### Position identification records
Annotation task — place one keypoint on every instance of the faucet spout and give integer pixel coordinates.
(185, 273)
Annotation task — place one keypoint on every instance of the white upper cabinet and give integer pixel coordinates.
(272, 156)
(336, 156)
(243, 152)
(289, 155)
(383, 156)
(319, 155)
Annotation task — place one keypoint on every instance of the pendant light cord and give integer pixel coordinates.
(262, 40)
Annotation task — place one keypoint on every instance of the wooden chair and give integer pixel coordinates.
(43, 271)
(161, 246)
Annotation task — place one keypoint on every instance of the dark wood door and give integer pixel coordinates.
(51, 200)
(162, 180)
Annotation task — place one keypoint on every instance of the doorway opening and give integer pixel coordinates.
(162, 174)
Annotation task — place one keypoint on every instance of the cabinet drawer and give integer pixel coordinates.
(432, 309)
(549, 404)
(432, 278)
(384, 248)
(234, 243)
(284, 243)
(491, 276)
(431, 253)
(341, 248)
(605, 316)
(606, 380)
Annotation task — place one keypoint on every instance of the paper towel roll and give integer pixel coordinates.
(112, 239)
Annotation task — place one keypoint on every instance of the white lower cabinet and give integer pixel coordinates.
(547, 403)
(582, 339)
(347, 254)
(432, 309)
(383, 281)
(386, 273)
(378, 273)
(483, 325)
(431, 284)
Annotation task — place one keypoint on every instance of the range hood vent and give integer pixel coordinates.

### Job
Retype the lines above verbatim.

### Reply to the exercise
Annotation task — place one keypoint on every instance of the faucet spout and give integer pixel coordinates.
(185, 273)
Annotation task — place one keypoint on every instance of the white upper cabinet and give integer pixel coordinates.
(272, 156)
(336, 156)
(243, 152)
(289, 155)
(383, 156)
(319, 155)
Annotation task — place one keypoint on every instance of the pendant light cord and give integer pixel coordinates.
(262, 40)
Annotation task — place one keypoint on every instance of the wooden chair and give integer pixel coordinates.
(43, 271)
(161, 246)
Annotation task — place one keypoint on every instance of the dark wood door and give integer pixel coordinates.
(51, 200)
(162, 180)
Annotation task — place one keypoint on every instance of the doorway opening and give integer pixel coordinates.
(162, 174)
Annotation task — place one keypoint on every instance of the cabinet drawer and give integer pixel coordinates.
(432, 309)
(549, 404)
(432, 278)
(384, 248)
(234, 243)
(284, 243)
(491, 276)
(431, 253)
(341, 248)
(605, 316)
(606, 380)
Annotation task — place one keypoint on every instance of the paper towel roll and give integer pixel coordinates.
(112, 239)
Annotation task — place one keypoint on every instance of the white lower cabinet and give integer pixel coordinates.
(547, 403)
(582, 339)
(347, 254)
(432, 309)
(383, 281)
(386, 273)
(378, 273)
(483, 325)
(431, 284)
Annotation task — place one keypoint on every instance of the range hood vent and give integer pixel coordinates.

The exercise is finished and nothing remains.